Set of tasks:
[1] In the recession advice, condense the paragraph beginning "Give your value stream managers full support" into a shorter version or a list that keeps its main facts.
[2] Copy the part of the recession advice starting at "Here’s my advice, based" and ending at "your bottom line.", swapping in "downturns" for "recessions".
[3] For each statement, decide whether the recession advice agrees with it. Answer yes or no, and quote the deciding words.
(a) The advice is based on observing the 1981-82 and 1991-92 recessions.
(b) When growth resumes, the advice calls for adding machines to raise output.
(c) The advice suggests shifting value stream activities out to suppliers.

Excerpt provided:
──────────────────────────────
Here’s my advice, based on careful observation of the two previous recessions (1981-82 and 1991-92):

  • Make someone responsible for each product family’s value stream. Tell this person to map the stream and quickly implement a future state with lower costs, less inventory, and better customer response that can sustain sales. Do not settle for “point interventions” that improve only one small part of the stream without benefit for the end customer or your bottom line.
  • Give your value stream managers full support by removing obstacles to smoother flow, including sacred facilities, balky internal functions, and out-of-date relationships with suppliers. Remember: If the future state looks only a little better than the current state, your firm may not have a future!
  • Consider pulling activities for each value stream back from suppliers to compress throughput time and take out even more cost while defending your people.
  • Remove all of the excess inventories, space, machines and people from each value stream as quickly as possible. Then, when growth resumes, figure out how to increase output without more inventories, space, machines or people. This is how permanent gains are secured.
──────────────────────────────
Data listing:
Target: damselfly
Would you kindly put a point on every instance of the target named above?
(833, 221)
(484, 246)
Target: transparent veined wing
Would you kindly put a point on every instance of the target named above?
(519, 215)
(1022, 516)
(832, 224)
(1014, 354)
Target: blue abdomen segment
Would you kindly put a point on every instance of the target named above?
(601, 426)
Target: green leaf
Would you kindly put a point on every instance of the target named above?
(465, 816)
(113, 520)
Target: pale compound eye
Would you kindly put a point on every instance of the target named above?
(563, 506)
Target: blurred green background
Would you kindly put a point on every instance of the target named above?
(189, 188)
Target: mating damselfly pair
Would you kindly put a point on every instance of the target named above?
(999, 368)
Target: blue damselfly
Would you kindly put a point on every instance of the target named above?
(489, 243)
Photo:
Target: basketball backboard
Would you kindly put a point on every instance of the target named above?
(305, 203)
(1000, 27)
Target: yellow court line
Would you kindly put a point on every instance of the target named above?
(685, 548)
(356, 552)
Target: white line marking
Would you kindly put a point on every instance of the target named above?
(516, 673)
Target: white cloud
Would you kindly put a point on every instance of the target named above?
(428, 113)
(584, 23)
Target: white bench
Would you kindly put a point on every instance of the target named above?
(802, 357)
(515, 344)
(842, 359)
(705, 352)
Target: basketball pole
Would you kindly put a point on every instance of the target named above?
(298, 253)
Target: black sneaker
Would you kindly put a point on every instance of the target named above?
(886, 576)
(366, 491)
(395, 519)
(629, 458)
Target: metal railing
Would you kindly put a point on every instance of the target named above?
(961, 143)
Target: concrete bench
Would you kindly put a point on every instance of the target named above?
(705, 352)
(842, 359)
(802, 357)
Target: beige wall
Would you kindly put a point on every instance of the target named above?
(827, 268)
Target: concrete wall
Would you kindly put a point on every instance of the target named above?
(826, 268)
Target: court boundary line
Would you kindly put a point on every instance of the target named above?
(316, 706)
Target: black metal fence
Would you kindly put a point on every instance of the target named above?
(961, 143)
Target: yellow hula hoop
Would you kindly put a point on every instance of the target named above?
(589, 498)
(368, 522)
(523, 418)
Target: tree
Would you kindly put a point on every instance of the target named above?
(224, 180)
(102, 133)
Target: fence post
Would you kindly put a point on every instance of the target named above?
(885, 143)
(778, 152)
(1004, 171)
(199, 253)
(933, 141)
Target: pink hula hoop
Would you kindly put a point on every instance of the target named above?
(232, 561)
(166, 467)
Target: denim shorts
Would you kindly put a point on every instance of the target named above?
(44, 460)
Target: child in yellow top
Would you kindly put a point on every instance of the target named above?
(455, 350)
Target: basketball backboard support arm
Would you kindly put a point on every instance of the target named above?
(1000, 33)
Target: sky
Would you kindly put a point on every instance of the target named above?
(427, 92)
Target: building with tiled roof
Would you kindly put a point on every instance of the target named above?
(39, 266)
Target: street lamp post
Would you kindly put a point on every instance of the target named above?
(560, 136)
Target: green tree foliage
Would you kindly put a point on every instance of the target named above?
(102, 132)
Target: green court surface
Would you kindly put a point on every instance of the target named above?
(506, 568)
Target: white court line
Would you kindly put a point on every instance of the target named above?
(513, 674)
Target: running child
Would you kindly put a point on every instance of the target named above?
──────────────────────────────
Per-task outputs:
[1]
- Back value stream managers fully by clearing obstacles to smoother flow: sacred facilities, balky internal functions, and out-of-date supplier relationships.
- If the future state is only a little better than the current state, the firm may not have a future.

[2]
Here’s my advice, based on careful observation of the two previous downturns (1981-82 and 1991-92):

  • Make someone responsible for each product family’s value stream. Tell this person to map the stream and quickly implement a future state with lower costs, less inventory, and better customer response that can sustain sales. Do not settle for “point interventions” that improve only one small part of the stream without benefit for the end customer or your bottom line.

[3]
(a) Yes: "based on careful observation of the two previous recessions (1981-82 and 1991-92)"
(b) No: "figure out how to increase output without more inventories, space, machines or people"
(c) No: "Consider pulling activities for each value stream back from suppliers"